# QUOTED TEXT
○ ○ ○ ○

Closed RahulSajnani closed 5 months ago
Hi! Cool idea to experiment with this encoder!
If the latent dimension is 4, you can have two blocks of 2x2 rotation matrices (potentially with different frequencies) as the steerer. So the steerer would be something like inv(Q)blockdiag(R(j a), R(k a))Q where a is the angle, R(x) is a 2x2 rotation matrix for angle x, Q is an arbitrary 4x4 matrix and j and k are integers. However, the easiest way to find a steerer for a pre-trained network would be to take the steerer to be matrix_exp(a M) where a is the angle and M is a 4x4 unknown matrix, i.e. which you have to optimize (this is what we did with DeDoDe, but with M being 256x256). You can then later decompose M into frequencies/eigenvalues if needed.
I think it would make sense to start with 90 deg rotations only (or perhaps horizontal flipping) and try to find a 4x4 matrix S such that when you multiply the latents by S (and rotate their positions since the latent has spatial dimensions), this corresponds to rotating the input by 90 degrees. This can be done by taking a set of images I, and minimizing || f(rot(I)) - S rot(f(I)) ||, where f is the frozen encoder and "rot" rotates spatially by 90 degrees. The minimizing S can be found by SGD or even explicitly with a linear least squares solver if you use few images. (For arbitrary rotations, the idea would be to minimize || f(rot(I, a)) - matrix_exp(a M) rot(f(I), a)) ||, where the angle a is sampled during SGD and rot(I, a) rotates spatially by angle a.)

○ ○ ○ ○

# SUPPLIED DATA
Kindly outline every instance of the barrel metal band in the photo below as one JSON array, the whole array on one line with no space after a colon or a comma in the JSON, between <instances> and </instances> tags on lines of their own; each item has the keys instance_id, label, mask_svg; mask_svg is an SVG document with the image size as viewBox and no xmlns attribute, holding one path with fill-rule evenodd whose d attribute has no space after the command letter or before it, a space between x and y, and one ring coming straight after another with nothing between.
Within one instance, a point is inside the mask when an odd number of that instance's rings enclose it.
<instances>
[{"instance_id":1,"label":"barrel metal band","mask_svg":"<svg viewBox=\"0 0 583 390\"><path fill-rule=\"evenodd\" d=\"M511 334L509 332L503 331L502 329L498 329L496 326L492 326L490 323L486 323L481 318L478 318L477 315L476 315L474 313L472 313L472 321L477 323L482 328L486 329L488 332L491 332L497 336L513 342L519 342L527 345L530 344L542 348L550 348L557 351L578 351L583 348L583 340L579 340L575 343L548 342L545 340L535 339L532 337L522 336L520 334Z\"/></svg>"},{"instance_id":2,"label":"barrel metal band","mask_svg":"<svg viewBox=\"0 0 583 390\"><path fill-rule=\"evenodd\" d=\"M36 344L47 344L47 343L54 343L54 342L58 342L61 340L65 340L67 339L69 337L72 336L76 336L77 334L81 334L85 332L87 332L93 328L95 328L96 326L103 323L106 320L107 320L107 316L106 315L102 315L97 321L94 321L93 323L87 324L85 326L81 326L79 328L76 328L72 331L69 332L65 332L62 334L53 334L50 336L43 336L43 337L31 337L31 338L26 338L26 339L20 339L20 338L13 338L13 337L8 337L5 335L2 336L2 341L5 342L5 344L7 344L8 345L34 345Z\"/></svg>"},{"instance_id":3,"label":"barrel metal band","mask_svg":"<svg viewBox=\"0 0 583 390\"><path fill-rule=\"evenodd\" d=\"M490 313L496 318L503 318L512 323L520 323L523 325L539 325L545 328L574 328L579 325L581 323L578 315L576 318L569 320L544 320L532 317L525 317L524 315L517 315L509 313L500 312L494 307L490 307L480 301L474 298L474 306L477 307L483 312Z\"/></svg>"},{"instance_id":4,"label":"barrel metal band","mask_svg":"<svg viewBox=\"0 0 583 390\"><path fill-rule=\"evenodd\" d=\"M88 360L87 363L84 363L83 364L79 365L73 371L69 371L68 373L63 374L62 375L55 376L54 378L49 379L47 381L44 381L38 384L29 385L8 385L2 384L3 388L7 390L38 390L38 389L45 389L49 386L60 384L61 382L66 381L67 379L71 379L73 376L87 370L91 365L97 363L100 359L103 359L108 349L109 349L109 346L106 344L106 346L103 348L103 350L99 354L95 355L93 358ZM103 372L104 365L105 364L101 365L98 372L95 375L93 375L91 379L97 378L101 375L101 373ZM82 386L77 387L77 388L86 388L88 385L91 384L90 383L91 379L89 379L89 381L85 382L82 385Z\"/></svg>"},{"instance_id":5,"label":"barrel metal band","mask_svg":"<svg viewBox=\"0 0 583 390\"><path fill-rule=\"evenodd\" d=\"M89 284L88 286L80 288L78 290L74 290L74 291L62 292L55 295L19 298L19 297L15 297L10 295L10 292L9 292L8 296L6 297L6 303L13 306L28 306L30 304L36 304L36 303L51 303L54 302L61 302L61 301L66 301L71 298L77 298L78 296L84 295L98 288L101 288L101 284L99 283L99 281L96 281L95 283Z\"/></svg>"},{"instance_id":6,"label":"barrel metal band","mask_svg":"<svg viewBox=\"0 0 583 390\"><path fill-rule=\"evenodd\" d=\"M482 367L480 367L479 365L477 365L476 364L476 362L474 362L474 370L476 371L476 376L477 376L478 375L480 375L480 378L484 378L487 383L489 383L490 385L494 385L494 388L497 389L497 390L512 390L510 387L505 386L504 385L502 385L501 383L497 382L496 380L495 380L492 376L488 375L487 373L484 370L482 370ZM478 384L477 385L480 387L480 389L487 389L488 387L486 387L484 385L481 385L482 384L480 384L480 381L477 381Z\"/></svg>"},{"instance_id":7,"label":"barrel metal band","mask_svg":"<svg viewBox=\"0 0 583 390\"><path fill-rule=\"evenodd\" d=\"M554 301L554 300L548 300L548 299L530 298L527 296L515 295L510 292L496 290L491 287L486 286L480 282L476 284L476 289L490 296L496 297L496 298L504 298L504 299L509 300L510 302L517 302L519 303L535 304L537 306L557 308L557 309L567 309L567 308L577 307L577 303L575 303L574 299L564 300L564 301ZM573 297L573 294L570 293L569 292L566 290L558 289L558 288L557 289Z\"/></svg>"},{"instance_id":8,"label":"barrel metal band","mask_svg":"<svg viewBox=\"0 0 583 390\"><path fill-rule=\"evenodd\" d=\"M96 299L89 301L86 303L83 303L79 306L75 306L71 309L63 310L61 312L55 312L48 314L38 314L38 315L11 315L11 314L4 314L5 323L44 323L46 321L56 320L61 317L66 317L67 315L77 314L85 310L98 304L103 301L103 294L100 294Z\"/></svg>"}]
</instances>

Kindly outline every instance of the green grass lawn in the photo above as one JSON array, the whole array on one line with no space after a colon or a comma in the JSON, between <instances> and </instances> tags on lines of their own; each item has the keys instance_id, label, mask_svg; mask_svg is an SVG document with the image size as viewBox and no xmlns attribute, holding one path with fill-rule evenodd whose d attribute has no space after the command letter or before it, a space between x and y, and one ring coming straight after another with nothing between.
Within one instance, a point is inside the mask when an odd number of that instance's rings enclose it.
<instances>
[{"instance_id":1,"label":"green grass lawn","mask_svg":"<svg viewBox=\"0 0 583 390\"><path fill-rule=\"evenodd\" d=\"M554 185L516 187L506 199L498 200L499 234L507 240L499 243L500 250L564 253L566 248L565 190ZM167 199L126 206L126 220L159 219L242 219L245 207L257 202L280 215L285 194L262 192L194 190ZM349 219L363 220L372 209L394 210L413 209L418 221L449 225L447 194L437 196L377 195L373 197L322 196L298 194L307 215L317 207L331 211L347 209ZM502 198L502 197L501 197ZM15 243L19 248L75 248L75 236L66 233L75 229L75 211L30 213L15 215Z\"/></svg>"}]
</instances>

○ ○ ○ ○

# PROBLEMS
[1] Answer these questions from the steerer thread, giving each answer on its own line marked the same way:
(a) If the latent dimension is 4, what can serve as the steerer?
(b) How large was the matrix M when this was done with DeDoDe?
(c) Which rotations does the writer suggest starting with?
[2] Print the steerer thread from "If the latent" to "frequencies/eigenvalues if needed.".
[3] Carry on the steerer thread from the point where it stops.

# ANSWERS TO THE EXERCISES
[1]
(a) Two blocks of 2x2 rotation matrices, potentially with different frequencies.
(b) 256x256.
(c) 90 deg rotations only, or perhaps horizontal flipping.

[2]
If the latent dimension is 4, you can have two blocks of 2x2 rotation matrices (potentially with different frequencies) as the steerer. So the steerer would be something like inv(Q)blockdiag(R(j a), R(k a))Q where a is the angle, R(x) is a 2x2 rotation matrix for angle x, Q is an arbitrary 4x4 matrix and j and k are integers. However, the easiest way to find a steerer for a pre-trained network would be to take the steerer to be matrix_exp(a M) where a is the angle and M is a 4x4 unknown matrix, i.e. which you have to optimize (this is what we did with DeDoDe, but with M being 256x256). You can then later decompose M into frequencies/eigenvalues if needed.

[3]
I will add that since the latent dimension is so small, it could be that the best S is basically the identity matrix. To get some intuition about how the latent changes under rotations it would be interesting to plot the latents for a couple of images and their rotations. Feel free to post them here as well if you make such plots!
Hi @georg-bn
Thank you for helping me out. I will close this issue for the time being and will reopen it later after I am done testing.
Hi @georg-bn
Thank you for your work! I am curious about how you selected the number of eigen values in the SO(2) experiment for DeDoDe. Also, I was trying to learn steerers for the diffusion vae encoder (https://huggingface.co/stabilityai/sd-vae-ft-mse-original) where the feature dimension is 4. How do I decide the number of steerer eigen values (j_d in your paper eqn. 7) for this?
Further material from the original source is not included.